____ DATA RECORDS
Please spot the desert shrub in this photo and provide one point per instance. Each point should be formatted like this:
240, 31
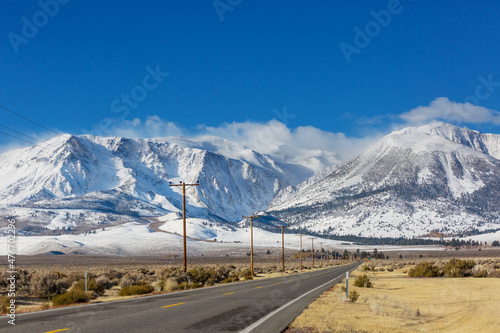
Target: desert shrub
363, 281
187, 285
458, 268
202, 276
92, 286
130, 279
48, 285
158, 285
105, 281
138, 289
170, 285
75, 276
377, 308
353, 296
246, 274
424, 269
177, 274
70, 297
231, 279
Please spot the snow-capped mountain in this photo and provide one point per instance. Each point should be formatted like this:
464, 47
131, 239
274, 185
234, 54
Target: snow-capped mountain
435, 177
76, 179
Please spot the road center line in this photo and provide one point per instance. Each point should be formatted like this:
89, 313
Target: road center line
167, 306
263, 319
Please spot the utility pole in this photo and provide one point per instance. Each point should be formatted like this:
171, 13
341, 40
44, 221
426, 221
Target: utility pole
312, 242
283, 247
300, 252
251, 217
321, 254
183, 185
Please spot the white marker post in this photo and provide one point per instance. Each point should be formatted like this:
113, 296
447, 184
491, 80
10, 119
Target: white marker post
________
## WORK INSTRUCTIONS
Each line of the records above must be repeated exactly, but no picture belongs in the copy.

## ANSWER TO THIS TASK
Please spot the desert shrub in this photo and provide one point per instance. Each point should be formatted like this:
240, 31
Target: desert shrub
363, 281
187, 285
458, 268
202, 276
92, 286
130, 279
48, 285
158, 285
105, 281
138, 289
170, 285
75, 276
377, 308
353, 296
246, 274
424, 269
177, 274
70, 297
231, 279
Please spot the snow-capped mountain in this photo and provide one point per instance. Each point should be formatted like this:
464, 47
131, 239
274, 185
234, 54
Target: snow-capped mountain
435, 177
76, 179
Please spot the road center line in this photo and provide one point per instance. Each point should be formatted like this:
89, 313
Target: road center line
167, 306
263, 319
Please spot the utility pole in this photo and provide one point per instance. Each point should be formatted like this:
171, 13
341, 40
44, 221
426, 221
Target: utility pole
312, 242
283, 247
300, 252
251, 217
321, 254
183, 185
Please spot the white marker post in this photo and provide one point per instance. Each point should be formatted like this:
113, 296
447, 184
491, 80
10, 119
Target: white marker post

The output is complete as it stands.